▸ **Assignment**: Which lines in the records below contain the word "black"? Copy each one.

▸ **Material shown**:
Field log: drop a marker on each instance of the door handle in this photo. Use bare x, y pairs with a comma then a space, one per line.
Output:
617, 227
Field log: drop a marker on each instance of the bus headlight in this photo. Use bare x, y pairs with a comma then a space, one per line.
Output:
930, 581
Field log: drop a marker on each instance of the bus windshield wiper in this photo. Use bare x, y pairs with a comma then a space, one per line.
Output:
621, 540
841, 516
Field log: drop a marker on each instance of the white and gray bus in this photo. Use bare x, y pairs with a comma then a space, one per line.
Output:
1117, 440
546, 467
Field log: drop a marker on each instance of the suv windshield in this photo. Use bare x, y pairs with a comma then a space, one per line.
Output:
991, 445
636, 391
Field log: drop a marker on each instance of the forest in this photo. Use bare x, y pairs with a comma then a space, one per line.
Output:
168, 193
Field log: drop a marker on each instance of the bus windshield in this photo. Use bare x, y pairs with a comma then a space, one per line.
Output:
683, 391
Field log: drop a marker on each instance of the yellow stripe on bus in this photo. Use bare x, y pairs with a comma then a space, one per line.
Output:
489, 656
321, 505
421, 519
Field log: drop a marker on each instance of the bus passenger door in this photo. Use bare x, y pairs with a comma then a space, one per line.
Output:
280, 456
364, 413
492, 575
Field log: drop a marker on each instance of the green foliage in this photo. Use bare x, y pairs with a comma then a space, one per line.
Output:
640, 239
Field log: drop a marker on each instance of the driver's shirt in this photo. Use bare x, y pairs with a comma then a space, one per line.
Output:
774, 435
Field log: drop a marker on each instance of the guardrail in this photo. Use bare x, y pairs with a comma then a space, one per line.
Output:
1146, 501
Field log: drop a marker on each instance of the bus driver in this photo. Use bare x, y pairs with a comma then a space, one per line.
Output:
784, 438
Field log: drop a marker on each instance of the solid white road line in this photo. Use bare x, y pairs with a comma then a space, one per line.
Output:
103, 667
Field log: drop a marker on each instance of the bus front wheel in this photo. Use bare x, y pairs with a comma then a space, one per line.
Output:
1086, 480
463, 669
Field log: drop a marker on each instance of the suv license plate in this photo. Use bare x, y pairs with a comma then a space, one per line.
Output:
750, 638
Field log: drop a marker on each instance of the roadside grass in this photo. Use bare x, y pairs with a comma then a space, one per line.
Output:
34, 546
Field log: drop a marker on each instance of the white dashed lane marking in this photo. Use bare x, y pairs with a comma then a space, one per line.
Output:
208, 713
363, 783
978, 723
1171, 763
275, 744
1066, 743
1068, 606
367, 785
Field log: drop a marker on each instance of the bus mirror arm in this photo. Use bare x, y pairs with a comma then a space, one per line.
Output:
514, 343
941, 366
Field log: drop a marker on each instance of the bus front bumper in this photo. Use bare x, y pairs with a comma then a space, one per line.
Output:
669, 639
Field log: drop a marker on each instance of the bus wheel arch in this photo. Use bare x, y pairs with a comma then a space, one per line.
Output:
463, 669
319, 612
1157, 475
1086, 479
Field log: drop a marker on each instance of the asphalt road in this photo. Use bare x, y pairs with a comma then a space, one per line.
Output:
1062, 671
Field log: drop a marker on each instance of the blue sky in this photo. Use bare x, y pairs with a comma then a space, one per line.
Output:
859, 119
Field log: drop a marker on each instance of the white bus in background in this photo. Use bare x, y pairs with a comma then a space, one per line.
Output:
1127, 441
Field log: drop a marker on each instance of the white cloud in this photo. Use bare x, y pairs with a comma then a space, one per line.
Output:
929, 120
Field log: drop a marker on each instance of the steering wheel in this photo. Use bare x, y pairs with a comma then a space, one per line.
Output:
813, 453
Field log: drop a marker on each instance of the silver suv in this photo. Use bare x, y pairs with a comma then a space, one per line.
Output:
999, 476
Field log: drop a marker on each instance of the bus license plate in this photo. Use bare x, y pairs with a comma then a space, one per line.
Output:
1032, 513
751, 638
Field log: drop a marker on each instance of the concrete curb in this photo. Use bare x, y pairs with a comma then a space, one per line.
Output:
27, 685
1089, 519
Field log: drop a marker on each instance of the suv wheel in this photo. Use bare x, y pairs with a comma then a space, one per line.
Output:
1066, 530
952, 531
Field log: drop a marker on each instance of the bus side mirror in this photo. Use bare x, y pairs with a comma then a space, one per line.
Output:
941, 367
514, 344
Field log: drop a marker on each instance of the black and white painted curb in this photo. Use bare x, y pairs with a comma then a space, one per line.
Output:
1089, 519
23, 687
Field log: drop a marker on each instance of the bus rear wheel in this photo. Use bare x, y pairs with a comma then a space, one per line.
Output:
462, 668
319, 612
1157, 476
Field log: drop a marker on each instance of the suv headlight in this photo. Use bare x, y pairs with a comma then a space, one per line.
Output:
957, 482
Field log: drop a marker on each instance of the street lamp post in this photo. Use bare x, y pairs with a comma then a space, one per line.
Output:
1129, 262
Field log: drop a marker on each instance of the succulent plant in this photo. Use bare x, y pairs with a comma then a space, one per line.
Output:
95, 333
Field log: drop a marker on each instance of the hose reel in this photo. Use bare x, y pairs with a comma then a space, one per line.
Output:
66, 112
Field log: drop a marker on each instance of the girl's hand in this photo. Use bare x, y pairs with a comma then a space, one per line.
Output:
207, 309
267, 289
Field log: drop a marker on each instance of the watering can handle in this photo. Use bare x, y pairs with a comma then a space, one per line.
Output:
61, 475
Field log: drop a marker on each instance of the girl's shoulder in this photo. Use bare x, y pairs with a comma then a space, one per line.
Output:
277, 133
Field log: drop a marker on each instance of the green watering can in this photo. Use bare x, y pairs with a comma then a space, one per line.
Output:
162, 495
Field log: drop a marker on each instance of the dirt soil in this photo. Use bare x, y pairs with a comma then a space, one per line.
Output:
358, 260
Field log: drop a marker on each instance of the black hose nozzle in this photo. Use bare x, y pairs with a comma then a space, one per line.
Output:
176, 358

▸ **Final answer**:
Field log: drop a marker on each instance of the black and white painted curb in this photo. Use bare x, y pairs with a comma then a space, one per line.
Field log: drop a marker on each instance of the black hose nozzle in this photo. Use bare x, y pairs with a comma then a space, one per line.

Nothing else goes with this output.